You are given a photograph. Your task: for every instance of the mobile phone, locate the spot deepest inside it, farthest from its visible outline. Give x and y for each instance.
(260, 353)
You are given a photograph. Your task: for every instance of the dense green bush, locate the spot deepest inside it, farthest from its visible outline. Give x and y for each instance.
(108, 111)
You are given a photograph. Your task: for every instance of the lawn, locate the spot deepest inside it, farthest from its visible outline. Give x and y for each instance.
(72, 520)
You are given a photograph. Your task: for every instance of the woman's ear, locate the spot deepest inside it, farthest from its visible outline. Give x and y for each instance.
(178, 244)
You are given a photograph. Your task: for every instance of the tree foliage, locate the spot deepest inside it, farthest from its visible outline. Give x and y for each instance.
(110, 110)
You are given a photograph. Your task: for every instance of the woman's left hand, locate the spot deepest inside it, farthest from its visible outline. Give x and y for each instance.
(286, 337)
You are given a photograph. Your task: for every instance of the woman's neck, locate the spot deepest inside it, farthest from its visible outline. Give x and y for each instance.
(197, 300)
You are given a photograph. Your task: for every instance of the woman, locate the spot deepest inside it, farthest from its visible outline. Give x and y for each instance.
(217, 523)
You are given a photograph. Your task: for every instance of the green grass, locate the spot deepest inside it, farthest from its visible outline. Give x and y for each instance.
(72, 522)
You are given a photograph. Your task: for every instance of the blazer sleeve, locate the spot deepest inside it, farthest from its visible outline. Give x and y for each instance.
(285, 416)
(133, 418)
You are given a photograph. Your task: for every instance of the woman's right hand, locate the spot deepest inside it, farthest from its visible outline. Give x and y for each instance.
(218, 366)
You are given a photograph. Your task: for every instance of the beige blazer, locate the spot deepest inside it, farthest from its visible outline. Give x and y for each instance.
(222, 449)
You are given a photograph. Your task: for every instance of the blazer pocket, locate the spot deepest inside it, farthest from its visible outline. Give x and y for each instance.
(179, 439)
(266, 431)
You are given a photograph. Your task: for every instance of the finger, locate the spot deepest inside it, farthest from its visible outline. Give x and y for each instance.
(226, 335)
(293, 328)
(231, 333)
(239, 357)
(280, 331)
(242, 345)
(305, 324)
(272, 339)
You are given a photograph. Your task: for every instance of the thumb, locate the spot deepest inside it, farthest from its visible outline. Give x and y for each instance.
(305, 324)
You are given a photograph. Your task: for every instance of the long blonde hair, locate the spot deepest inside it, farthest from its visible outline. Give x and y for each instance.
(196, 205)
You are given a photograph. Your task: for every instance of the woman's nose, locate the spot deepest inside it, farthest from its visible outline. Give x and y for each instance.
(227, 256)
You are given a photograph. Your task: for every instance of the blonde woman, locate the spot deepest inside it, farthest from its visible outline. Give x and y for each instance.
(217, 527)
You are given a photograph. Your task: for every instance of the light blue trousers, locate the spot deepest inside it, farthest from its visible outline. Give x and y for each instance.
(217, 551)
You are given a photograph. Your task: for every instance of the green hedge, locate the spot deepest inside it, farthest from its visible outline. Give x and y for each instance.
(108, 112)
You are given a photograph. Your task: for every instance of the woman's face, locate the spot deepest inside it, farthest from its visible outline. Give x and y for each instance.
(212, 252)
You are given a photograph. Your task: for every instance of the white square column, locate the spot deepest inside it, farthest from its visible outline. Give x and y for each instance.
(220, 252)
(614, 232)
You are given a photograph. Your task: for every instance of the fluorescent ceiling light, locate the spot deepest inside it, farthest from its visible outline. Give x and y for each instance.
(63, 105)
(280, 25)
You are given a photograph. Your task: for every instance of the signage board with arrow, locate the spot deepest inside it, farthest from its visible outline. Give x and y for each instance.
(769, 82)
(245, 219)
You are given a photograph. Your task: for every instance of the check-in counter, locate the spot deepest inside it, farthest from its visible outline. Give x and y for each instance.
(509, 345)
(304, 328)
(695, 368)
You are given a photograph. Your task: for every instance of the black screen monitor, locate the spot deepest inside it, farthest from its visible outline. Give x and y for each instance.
# # # #
◆ Your task ◆
Return the lines from the one containing "of the check-in" through the last line of the records. Include both ends and nothing else.

◆ Written response ◆
You are given a photograph. Your task: for every instance of the check-in counter, locate the spot deepest inside it, farthest from its visible outline. Give x and y for each instance.
(509, 345)
(304, 328)
(695, 368)
You are given a photograph. Your task: for every instance of the black screen monitor, locate the spot deepest inside it, farthest from its visible outline. Give x and y for each instance.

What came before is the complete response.